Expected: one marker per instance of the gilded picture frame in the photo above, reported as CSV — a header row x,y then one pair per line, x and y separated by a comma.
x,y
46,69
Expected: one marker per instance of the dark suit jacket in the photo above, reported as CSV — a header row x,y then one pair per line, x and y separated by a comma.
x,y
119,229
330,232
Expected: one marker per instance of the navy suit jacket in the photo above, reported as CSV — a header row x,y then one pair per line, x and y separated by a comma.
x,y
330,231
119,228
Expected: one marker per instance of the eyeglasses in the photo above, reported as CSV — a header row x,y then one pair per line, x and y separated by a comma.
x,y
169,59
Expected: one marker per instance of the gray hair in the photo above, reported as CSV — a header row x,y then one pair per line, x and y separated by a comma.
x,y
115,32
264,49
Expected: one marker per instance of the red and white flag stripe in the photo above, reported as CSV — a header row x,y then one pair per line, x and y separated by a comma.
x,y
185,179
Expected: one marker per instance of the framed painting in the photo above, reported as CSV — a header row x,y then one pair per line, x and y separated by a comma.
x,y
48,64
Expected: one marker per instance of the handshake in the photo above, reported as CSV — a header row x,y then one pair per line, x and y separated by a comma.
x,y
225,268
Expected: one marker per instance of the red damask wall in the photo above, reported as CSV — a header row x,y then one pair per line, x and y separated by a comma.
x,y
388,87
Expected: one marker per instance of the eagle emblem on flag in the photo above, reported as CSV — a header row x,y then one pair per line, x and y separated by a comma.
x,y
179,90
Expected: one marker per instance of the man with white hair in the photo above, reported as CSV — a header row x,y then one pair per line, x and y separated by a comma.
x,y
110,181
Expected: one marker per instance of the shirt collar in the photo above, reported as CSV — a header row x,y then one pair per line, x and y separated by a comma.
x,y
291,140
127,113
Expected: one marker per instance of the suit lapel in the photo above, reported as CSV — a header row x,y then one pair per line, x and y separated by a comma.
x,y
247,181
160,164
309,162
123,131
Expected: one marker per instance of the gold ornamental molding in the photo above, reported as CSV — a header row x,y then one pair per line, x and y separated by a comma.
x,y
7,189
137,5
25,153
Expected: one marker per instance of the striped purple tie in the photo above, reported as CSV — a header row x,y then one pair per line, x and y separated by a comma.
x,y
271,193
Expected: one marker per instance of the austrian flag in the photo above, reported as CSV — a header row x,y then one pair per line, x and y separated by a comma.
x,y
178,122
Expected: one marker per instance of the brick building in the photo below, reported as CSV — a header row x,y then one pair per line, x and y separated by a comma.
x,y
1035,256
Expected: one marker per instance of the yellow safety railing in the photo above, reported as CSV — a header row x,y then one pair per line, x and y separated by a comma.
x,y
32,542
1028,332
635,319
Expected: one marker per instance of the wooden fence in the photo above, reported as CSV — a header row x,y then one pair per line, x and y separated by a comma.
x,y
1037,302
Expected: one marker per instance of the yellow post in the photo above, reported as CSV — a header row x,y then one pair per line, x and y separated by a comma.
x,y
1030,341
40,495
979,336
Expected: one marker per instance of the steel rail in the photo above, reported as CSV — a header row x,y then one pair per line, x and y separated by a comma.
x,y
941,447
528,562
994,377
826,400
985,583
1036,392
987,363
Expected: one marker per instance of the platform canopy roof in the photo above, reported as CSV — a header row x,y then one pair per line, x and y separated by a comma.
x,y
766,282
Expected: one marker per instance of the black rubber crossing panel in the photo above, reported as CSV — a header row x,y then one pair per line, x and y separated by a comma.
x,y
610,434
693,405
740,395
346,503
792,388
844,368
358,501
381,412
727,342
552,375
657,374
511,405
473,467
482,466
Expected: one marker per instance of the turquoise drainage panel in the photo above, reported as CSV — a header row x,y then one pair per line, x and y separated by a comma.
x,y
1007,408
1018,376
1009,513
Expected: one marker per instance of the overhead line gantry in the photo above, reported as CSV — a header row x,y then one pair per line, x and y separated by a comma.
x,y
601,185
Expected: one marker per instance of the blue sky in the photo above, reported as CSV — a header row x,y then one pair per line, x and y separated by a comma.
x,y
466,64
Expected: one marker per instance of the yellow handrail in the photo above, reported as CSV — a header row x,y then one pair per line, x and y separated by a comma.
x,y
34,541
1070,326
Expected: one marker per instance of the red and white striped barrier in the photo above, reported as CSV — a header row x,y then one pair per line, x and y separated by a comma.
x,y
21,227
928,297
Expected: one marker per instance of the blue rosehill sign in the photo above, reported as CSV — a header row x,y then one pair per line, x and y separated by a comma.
────
** Instructions to follow **
Set the records above down again. Match them exactly.

** Answer to the problem **
Expected: one marker per instance of the gilded picture frame in the photo above, reported as CSV — a header row x,y then one pair per line, x and y separated by a comma.
x,y
46,69
Expected: one marker per instance of the dark suit jacket in the photo above, reported as CSV — a header row x,y then one pair per line, x and y separated by a comma.
x,y
119,229
330,232
Expected: one marker per instance of the navy suit jacket in the photo above, reported as CSV — a header row x,y then one pair per line, x and y separated by a comma.
x,y
330,231
119,228
Expected: one marker per instance of the eyeglasses in the photo above, reported as CSV — a header row x,y then one pair per line, x and y separated by a comma.
x,y
169,59
Expected: one marker per instance of the gray hair in the photo above, reported as CSV — a header row x,y then one pair per line, x and y separated by a comma.
x,y
115,32
264,49
Expected: one marker per instance of the red and white flag stripe in the photo above, reported as CSV — a header row x,y then one pair per line, x and y separated by a comma.
x,y
185,179
Expected: one marker per instance of the framed painting in the photo above, reported as CSV — a header row x,y then one pair per line, x and y separated by a comma.
x,y
48,64
Expected: one marker per instance of the handshake in the photo above, reported as CSV — a header row x,y then one pair per line, x and y separated by a comma.
x,y
225,268
Expected: one marker per instance of the red damask wall in the photo above, reported as CSV — a header row x,y then one pair per line, x and y separated by a comma.
x,y
388,87
Expected: one marker per instance of the eagle emblem on flag in the photo above, reported as CSV — a header row x,y then one pair per line, x and y separated by a comma.
x,y
179,90
Expected: one marker per instance of the man with white hair in the photo above, reported as CSV — a header row x,y then one pair per line, x and y separated by a comma.
x,y
110,181
Expected: one marker per instance of the shirt collar in the photo above, reported as CSV — a header row x,y then one pair per line, x and y separated by a comma.
x,y
291,140
127,113
Expected: one marker per instance of the suit lapel in the photo above, reported as CSV — a header row x,y then one pair per line, x and y separated by a comma.
x,y
247,181
160,164
309,162
123,131
Expected: one marker per instance of the gold ornamental molding in the photo above, reported as CSV — a header row x,y then one pair per line, x and y separated by a comma.
x,y
7,189
137,5
25,153
Expected: one marker per instance of the striped purple tie in the photo above, reported as CSV — a header row x,y then one pair per line, x and y separated by a comma.
x,y
271,193
Expected: one marker per instance of the austrian flag in the photo above, reported as CSV — a header row x,y then one pair per line, x and y separated by a comma.
x,y
178,122
Expected: one marker per instance of the brick building in the photo below, reported as CSV — a header row x,y then one pair per line, x and y separated by a comma.
x,y
1035,256
Expected: one marker per instance of the yellow safety railing in the photo above, reported as CSV — a header row x,y then one pair per line, x and y separated by a comma.
x,y
32,542
1028,332
635,319
Expected: one marker per instance of the wooden fence in the photo above, reported as CSV — a header row x,y then one pair per line, x and y separated by a comma.
x,y
1037,302
Expected: one marker per instance of the yellow post in the photo above, reported as CSV — a header row x,y then one pair per line, x and y separated by a comma.
x,y
1030,341
40,495
979,336
Expected: one marker per instance of the steel rail in the photo above, reported as CSV — a header row x,y then one pair per line, x and y separated by a comma.
x,y
941,447
528,562
994,377
826,400
985,583
1036,392
987,363
Expected: one marker per instance of the platform canopy roof in the photo above, reported as CSV — a header row x,y then one pair per line, x and y separated by a comma.
x,y
766,282
Expected: one marker per instance of the black rubber crossing panel in the photo above, reported as CSV — a header row x,y then one pair per line, x and y separated by a comma.
x,y
610,434
693,405
740,395
346,503
792,388
844,368
358,501
381,412
727,342
552,375
657,374
511,405
473,467
482,466
Expected: one marker per instance of the turquoise drainage panel in the photo above, reported as CSV — a header row x,y then one pair per line, x and y separated by a comma.
x,y
1007,408
1018,376
1009,513
Expected: one marker per instance of the overhead line gantry in the photo above, reported as CSV — a header row x,y then one pair per line, x and y separated by a comma.
x,y
601,185
Expected: one marker per instance of the blue sky in the photo above, reported as CSV — a header row x,y then one pair per line, x and y separated by a comma.
x,y
466,64
Expected: one marker per instance of the yellow handrail in the photo above, reported as CSV — a header row x,y then one pair per line, x and y separated by a comma.
x,y
34,541
1070,326
Expected: one marker per instance of the red and white striped barrier in the photo above, reported as CSV — a header row x,y then one pair per line, x and y separated by a comma.
x,y
21,227
928,297
Expected: one marker per instance of the blue rosehill sign in the photo above, reported as CSV — a header row x,y then one pair per line, x and y separated by a comma.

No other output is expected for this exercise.